## PASSAGE SHOWN
_ _ _ _
It isn’t just that White men have been permitted to do more throughout American history, but also that what others have done has not been recognized as historically significant until recently.

The Statuary Hall collection at the U.S. Capitol is instructive here. The collection comprises 100 statues, two sent by each of the 50 states to represent figures important to their history, which the states can replace any time they choose. For example, in 2009, California replaced a statue of minister Thomas Starr King with one of Ronald Reagan.

In 2017, the collection included statues of at least eight Confederates, plus a handful of avowed white supremacists. Only eight were of women and none were of African Americans.

Since then, seven states have moved to replace statues in the Capitol.

Arkansas will soon replace both its statues with ones of music artist Johnny Cash and civil rights leader Daisy Bates. Florida will replace its Confederate statue with one of activist and educator Mary McLeod Bethune. North Carolina will replace its statue of a white supremacist governor with one of the Rev. Billy Graham. And Virginia will replace yet another statue of Lee with one of civil rights leader Barbara Johns.

Other recent and forthcoming changes should make the collection more representative of the country. In 2019, Nebraska replaced a statue of politician William Jennings Bryan with one of civil rights hero Chief Standing Bear. The state also has a statue of Willa Cather on the way. Washington state just approved one of Nisqually leader Billy Frank Jr., and Utah is working on a statue of Martha Hughes Cannon, the first woman in U.S. history to be elected as a state senator.
_ _ _ _
## GIVEN INFORMATION
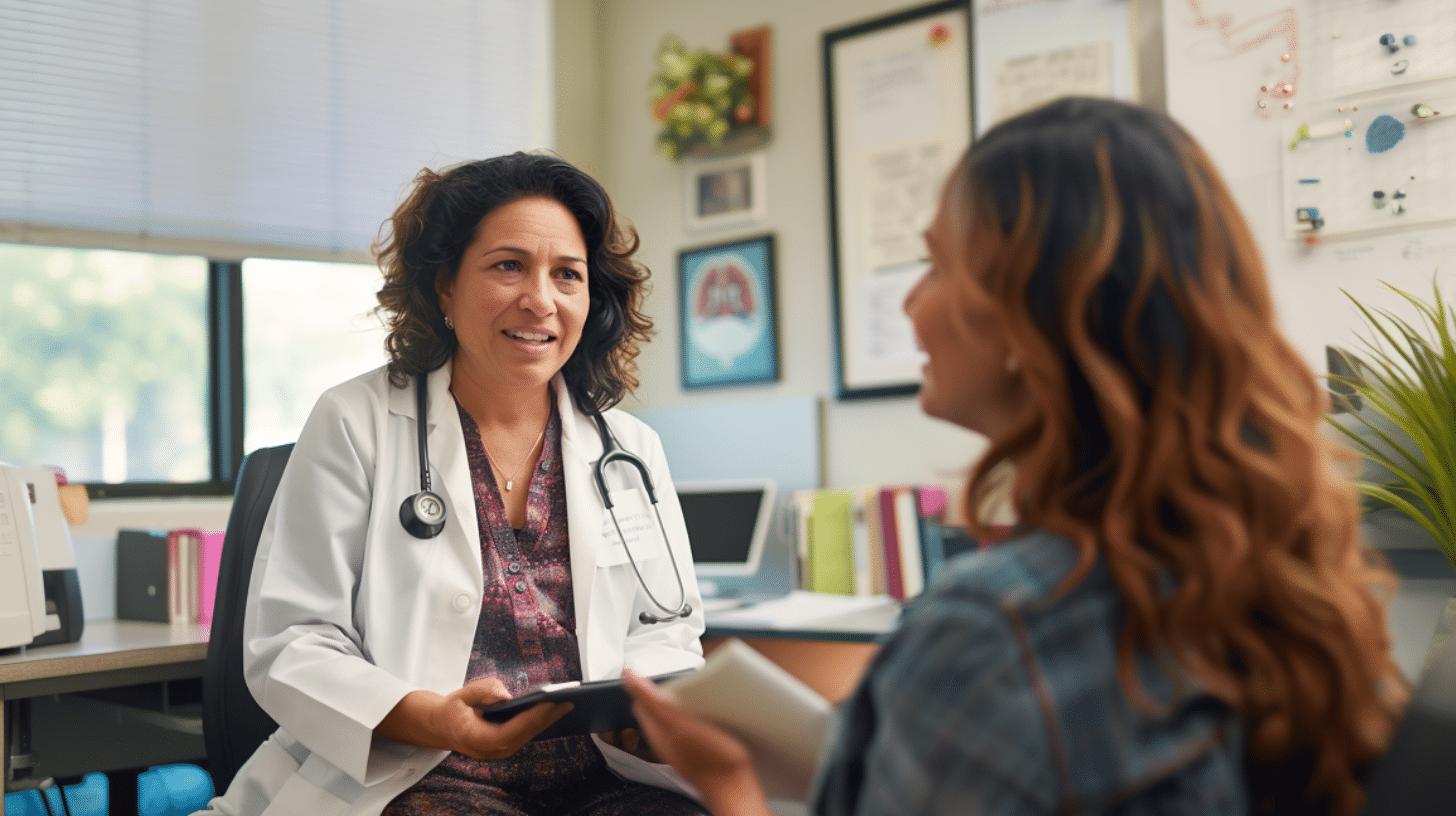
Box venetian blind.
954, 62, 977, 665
0, 0, 550, 255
_ _ _ _
## GIVEN TASK
Please write out everything in the Statuary Hall passage above from "Since then, seven" down to "leader Barbara Johns." word for word.

## PROBLEM SOLUTION
Since then, seven states have moved to replace statues in the Capitol.

Arkansas will soon replace both its statues with ones of music artist Johnny Cash and civil rights leader Daisy Bates. Florida will replace its Confederate statue with one of activist and educator Mary McLeod Bethune. North Carolina will replace its statue of a white supremacist governor with one of the Rev. Billy Graham. And Virginia will replace yet another statue of Lee with one of civil rights leader Barbara Johns.